TASK OBJECTIVE
Count all lines holding "background" in the data below and say the number, nothing more.

[Items from a dataset]
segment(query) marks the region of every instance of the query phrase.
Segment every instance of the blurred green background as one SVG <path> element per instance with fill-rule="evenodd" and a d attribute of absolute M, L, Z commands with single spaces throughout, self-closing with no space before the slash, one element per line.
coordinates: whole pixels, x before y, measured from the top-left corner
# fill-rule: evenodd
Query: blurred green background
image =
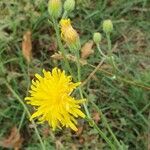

WRITTEN RESPONSE
2